→ **Set of tasks**
[A] Transcribe the New Jersey pension discussion starting with "(a) How & why" and going on through "all CURRENT workers?".
[B] Answer these questions from the New Jersey pension discussion:
(i) How many responses does the post have?
(ii) By at least what percentage does Tough Love say the pension accrual rate for future service of current workers should be reduced?
(iii) According to MJ, until roughly how many years ago was information not so readily available?
[C] Write the next part of the New Jersey pension discussion, picking up after its final sentence.

#### Extract

New Jersey may be an extreme case in the level of their unfunded pension and OPEB liabilities and the ham-handed approaches taken to ignoring responsibilities and ‘fixing’ problems by fiat but the scariest part is that we also are an extreme case when it comes to the priorities of the man who is supposed be working on the plan:

27 responses to this post.

  1. Posted by Tough Love on January 6, 2015 at 1:42 pm

    The Title of this blog-article ..How Did State/Local Plans Become Underfunded? …. is the WRONG question.

    The questions that NJ’s Taxpayer SHOULD really want answered is ….

    (a) How & why did we let NJ’s Public Sector Unions and our elected officials COLLIDE to grant such unnecessary, unjust, unfair (to Taxpayers), unaffordable, and grossly excessive (by ANY and EVERY reasonable comparison to what comparably situated Private Sector workers get), pensions & benefits, and

    (b) Are we smart enough to realize that the ROOT CAUSE of NJ’s pension mess is the grossly excessive pension/benefit PROMISES, and that our funding problems are a CONSEQUENCE of that root cause? And, BEFORE addressing that “consequence” (our funding problems), we must FIRST address the ROOT CAUSE (the grossly excessive pension & benefit promises) by VERY materially reducing (by at least 50%) the pension accrual rate for the future service of all CURRENT workers?


    • Posted by MJ on January 6, 2015 at 3:14 pm

      TL, I think part of that answer may be in the fact that up until maybe 5-7 years ago, information was not so readily available as it is today with the internet, blogs such as Johns, online newspapers, articles, etc. The average taxpayer both public and private probably had no idea what promises were being made much less how it would be paid for or what would happen 20 years down the road. Certainly as more and more people become aware of the gross imbalance in our current system, things will most definitely change. I still stand by my assertion that IF the pensions could be funded they would be. What possible reasons would the stupid politicians have for NOT funding them? Simple, they can’t and a promise on paper is better than nothing at all.

########
#### Supplied information

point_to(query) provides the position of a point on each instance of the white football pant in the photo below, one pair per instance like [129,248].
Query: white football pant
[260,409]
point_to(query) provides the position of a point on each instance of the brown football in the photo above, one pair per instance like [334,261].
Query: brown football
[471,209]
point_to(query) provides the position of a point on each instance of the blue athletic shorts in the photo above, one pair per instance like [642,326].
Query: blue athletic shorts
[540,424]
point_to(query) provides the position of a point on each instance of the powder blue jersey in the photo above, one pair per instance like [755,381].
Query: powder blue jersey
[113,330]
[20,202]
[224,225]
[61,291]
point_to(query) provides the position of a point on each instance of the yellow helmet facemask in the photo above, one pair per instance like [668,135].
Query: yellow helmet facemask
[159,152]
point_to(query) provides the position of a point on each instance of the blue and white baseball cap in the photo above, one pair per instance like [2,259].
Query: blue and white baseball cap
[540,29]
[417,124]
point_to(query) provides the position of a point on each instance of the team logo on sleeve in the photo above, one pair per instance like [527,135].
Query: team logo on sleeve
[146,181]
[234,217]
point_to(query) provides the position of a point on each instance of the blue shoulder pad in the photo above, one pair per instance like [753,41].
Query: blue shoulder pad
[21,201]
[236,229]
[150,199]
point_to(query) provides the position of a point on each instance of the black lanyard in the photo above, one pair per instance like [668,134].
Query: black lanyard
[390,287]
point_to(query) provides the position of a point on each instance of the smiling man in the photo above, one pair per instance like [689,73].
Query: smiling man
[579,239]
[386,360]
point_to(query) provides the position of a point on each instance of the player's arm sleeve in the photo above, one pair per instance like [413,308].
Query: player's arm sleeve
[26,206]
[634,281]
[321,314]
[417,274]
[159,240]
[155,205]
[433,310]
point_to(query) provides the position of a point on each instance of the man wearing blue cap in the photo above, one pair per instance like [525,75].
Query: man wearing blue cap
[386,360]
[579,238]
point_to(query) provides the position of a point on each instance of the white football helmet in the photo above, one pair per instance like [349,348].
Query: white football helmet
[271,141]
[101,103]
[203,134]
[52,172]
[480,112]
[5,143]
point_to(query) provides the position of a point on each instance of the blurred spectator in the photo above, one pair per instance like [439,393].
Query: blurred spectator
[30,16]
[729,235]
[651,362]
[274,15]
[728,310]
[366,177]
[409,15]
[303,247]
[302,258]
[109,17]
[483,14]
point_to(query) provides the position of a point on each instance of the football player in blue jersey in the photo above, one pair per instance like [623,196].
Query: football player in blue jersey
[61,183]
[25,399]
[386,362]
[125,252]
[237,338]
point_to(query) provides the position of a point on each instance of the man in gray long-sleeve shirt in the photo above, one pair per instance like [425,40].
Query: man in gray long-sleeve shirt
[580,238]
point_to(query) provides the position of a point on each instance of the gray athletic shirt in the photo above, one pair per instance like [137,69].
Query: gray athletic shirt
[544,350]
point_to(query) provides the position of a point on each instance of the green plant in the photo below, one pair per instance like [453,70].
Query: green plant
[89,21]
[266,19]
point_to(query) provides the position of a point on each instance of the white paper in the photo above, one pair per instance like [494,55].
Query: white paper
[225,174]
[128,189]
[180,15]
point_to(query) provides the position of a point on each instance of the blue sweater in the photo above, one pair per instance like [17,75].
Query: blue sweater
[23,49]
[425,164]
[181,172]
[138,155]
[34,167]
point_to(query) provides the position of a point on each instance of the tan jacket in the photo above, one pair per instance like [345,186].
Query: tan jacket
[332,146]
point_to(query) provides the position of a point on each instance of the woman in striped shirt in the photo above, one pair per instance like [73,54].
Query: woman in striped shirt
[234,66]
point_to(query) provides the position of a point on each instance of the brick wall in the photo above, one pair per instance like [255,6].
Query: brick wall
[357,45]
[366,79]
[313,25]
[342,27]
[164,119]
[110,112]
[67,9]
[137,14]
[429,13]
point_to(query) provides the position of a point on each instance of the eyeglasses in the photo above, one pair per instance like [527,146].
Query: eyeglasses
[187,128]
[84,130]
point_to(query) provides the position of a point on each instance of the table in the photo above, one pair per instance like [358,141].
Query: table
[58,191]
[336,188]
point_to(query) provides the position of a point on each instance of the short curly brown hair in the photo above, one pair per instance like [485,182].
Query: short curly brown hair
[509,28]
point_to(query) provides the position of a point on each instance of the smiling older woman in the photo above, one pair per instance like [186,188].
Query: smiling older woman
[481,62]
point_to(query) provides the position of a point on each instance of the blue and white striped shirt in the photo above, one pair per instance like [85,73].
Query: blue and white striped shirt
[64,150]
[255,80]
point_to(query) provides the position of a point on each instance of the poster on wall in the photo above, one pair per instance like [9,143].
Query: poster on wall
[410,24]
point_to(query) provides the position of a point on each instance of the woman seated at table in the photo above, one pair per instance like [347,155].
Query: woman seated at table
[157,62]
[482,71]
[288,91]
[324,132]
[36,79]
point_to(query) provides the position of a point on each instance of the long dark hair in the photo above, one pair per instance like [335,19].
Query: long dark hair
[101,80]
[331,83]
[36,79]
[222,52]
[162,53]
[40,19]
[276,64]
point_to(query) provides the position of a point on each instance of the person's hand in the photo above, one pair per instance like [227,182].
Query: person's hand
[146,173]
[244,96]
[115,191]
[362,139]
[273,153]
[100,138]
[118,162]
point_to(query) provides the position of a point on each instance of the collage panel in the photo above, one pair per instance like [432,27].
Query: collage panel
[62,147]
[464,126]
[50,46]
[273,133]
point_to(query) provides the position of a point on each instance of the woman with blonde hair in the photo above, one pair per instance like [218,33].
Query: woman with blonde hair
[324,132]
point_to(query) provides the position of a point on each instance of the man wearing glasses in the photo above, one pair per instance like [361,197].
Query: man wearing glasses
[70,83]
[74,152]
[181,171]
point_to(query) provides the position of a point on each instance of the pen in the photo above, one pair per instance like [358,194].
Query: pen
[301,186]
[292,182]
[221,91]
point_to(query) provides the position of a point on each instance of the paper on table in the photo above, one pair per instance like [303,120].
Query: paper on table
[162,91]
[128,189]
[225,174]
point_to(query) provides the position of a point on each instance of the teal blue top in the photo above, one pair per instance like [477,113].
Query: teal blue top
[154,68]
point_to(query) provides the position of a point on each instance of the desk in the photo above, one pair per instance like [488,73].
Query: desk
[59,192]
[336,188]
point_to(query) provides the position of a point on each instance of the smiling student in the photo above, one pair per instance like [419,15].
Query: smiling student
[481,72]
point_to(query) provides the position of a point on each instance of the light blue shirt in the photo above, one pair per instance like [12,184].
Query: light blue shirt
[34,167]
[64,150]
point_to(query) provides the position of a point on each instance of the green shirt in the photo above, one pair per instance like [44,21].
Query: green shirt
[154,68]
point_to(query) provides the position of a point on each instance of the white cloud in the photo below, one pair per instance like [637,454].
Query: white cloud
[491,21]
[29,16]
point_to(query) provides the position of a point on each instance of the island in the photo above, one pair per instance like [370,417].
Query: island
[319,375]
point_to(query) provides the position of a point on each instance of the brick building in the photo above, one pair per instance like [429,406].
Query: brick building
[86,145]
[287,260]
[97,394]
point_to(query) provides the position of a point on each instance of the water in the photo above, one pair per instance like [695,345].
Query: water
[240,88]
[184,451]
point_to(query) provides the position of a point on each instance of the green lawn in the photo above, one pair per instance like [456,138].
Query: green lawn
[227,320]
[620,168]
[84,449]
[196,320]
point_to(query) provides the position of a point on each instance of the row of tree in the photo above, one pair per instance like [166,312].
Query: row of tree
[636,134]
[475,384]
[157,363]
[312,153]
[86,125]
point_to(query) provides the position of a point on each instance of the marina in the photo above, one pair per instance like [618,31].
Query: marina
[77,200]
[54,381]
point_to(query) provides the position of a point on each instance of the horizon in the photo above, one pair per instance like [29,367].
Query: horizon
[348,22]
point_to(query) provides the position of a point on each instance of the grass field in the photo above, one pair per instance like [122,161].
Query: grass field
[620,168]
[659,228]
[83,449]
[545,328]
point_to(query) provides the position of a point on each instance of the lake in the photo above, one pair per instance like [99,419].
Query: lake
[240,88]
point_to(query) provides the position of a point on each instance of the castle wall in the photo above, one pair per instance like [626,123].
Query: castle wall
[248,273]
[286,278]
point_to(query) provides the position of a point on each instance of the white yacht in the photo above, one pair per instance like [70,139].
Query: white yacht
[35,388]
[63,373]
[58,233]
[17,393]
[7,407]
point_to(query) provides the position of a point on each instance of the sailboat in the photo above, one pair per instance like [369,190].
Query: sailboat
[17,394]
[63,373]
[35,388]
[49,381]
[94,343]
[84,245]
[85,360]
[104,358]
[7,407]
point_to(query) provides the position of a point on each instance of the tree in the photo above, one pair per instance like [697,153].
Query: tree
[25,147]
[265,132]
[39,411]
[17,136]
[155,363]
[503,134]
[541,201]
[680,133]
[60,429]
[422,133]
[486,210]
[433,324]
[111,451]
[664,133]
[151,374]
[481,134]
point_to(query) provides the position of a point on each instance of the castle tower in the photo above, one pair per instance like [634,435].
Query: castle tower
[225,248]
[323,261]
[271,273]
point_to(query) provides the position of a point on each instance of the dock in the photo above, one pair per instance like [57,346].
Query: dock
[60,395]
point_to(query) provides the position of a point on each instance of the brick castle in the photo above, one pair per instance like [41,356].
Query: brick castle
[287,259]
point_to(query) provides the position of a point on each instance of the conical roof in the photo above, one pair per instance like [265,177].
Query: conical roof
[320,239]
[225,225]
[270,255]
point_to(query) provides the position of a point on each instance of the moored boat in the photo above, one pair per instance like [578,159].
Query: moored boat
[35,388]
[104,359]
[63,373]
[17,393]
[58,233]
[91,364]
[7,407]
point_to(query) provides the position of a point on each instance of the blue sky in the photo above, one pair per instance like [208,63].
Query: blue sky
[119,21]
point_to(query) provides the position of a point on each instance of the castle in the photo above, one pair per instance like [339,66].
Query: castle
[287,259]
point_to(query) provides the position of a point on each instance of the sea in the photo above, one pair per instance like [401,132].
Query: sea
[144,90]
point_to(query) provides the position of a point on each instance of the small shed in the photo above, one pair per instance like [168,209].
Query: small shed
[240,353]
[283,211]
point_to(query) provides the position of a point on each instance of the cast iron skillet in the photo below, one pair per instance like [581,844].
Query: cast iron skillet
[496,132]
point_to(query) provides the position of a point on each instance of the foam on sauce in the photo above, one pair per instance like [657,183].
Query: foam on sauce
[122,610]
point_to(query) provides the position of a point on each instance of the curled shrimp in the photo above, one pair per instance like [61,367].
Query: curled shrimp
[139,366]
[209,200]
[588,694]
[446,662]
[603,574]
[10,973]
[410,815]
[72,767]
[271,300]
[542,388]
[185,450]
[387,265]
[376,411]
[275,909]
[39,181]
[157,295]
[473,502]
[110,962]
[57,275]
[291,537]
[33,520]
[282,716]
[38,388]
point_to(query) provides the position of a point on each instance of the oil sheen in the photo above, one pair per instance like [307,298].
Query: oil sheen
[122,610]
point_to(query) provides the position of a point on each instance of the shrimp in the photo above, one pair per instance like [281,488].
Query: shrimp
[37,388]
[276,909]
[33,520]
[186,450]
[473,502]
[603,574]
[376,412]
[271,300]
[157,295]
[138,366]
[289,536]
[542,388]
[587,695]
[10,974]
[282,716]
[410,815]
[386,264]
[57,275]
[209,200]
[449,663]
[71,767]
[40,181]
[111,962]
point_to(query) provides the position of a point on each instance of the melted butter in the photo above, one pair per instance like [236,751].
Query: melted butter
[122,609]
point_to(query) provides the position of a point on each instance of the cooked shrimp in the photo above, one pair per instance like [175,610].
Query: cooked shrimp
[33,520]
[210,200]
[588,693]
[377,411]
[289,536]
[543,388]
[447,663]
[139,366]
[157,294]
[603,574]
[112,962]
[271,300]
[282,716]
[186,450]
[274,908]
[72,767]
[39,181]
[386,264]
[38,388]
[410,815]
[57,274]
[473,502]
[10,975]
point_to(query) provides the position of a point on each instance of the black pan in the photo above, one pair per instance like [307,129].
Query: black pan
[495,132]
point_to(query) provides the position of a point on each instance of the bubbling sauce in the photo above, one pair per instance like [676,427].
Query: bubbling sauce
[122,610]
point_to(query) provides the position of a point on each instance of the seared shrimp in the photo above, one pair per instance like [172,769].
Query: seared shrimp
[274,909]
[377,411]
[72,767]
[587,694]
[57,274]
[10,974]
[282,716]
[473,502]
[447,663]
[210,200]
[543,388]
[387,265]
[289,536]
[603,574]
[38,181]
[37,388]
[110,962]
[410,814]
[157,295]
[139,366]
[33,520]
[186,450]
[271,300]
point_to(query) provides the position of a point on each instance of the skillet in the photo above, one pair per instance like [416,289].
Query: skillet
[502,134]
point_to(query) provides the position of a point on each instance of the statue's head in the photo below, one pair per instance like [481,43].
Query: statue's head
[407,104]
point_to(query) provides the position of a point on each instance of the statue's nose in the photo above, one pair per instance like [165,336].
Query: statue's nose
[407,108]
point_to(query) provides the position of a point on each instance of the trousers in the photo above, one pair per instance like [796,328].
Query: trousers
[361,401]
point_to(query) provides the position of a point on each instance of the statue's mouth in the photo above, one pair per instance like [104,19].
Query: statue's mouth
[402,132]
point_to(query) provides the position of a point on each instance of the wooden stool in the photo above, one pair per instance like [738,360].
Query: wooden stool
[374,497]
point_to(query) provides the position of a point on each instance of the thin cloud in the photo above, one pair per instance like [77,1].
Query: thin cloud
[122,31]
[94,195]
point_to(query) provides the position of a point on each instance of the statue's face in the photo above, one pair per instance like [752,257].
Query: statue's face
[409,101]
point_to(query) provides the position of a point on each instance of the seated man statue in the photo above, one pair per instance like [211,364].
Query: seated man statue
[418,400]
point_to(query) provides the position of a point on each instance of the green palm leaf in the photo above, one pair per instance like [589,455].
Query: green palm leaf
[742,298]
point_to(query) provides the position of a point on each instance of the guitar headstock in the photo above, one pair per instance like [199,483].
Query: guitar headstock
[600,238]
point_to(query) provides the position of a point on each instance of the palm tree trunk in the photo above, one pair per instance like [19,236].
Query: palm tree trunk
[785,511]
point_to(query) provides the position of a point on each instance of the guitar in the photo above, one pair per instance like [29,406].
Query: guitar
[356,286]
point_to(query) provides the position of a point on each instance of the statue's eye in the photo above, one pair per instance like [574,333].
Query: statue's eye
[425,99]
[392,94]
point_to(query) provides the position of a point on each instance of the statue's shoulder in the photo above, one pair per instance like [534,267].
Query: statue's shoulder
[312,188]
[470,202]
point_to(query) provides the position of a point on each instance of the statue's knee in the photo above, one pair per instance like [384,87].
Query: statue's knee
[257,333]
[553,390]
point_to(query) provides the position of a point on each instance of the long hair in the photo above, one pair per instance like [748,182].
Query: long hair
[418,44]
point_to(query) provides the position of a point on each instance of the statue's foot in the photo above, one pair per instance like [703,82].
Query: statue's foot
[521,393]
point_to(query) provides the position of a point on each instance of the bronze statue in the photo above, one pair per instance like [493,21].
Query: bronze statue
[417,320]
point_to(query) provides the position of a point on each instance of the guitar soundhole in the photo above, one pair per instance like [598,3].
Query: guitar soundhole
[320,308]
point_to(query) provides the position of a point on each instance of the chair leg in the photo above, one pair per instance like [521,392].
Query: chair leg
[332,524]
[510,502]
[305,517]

########

→ **Answers for the exercise**
[A]
(a) How & why did we let NJ’s Public Sector Unions and our elected officials COLLIDE to grant such unnecessary, unjust, unfair (to Taxpayers), unaffordable, and grossly excessive (by ANY and EVERY reasonable comparison to what comparably situated Private Sector workers get), pensions & benefits, and

    (b) Are we smart enough to realize that the ROOT CAUSE of NJ’s pension mess is the grossly excessive pension/benefit PROMISES, and that our funding problems are a CONSEQUENCE of that root cause? And, BEFORE addressing that “consequence” (our funding problems), we must FIRST address the ROOT CAUSE (the grossly excessive pension & benefit promises) by VERY materially reducing (by at least 50%) the pension accrual rate for the future service of all CURRENT workers?

[B]
(i) 27
(ii) 50%
(iii) Maybe 5-7 years ago

[C]
      • Posted by Tough Love on January 6, 2015 at 3:31 pm

        Quoting …” I still stand by my assertion that IF the pensions could be funded they would be. ”

        I agree that they can’t be funded, because TOO MUCH money s required to do so …. and that is all because the promised pensions (AND benefits) are simply WAY WAY too generous.


    • Posted by Actuary on January 8, 2015 at 4:56 pm

      BINGO. TL all your comments are spot on correct. Thank you.


  2. Posted by skip3house on January 6, 2015 at 1:52 pm

    Hi, If mention of more high brackets of NJ Income Tax is appropriate, rather than cruel regressive taxing systems NJ relies on too much (Property, Sales, Gambling….fees for you name it…….. Then YES.

    Tax must be based on ‘ability to pay’…or, as Willie Sutton said ” where the money is…”

    I know Henry agrees but if the rest of your ‘contributors’ will be rubbed wrong, tell me now? Waste of time just being cowed by wealthy protecting their excess discretionary spending ability.

    And, waste of time talking of trivial amounts by merging, county control, population differences, property tax more stable than income(stupid logic)…..all talked to death. Now, NJ needs more revenue stream

    Regards, Skip House


    • Posted by Tough Love on January 6, 2015 at 3:07 pm

      Commenting on your point (quoting) … “And, waste of time talking of trivial amounts by merging…”

      A PERFECT example of the WORTHLESS merger BS that takes place in the PUBLIC Sector is the very recent merger of the Bergen County Police Dep’t into the Bergen County Sheriff’s Dept. The Sheriff clearly stated that they will have 49 more combined sworn officers (about 20% of the total) than they need. But per the signed “Agreement” (between the varies stakeholders ,,, essentially the Sheriff’s Dept., the now-closed Bergen County Police Dep’t., and an assortment of elected officials) any reduction in officer headcount will ONLY happen through attrition as officers retire or simply resign (which almost never happens).

      Corporate America knows that 90+% of the financial benefit of mergers comes from quick headcount reduction, and they aggressively do so, giving terminated employees contractually agreed-upon severance pay, and sometimes modest sweeteners (such as modestly larger severance pay, and perhaps covering healthcare premiums for a few months).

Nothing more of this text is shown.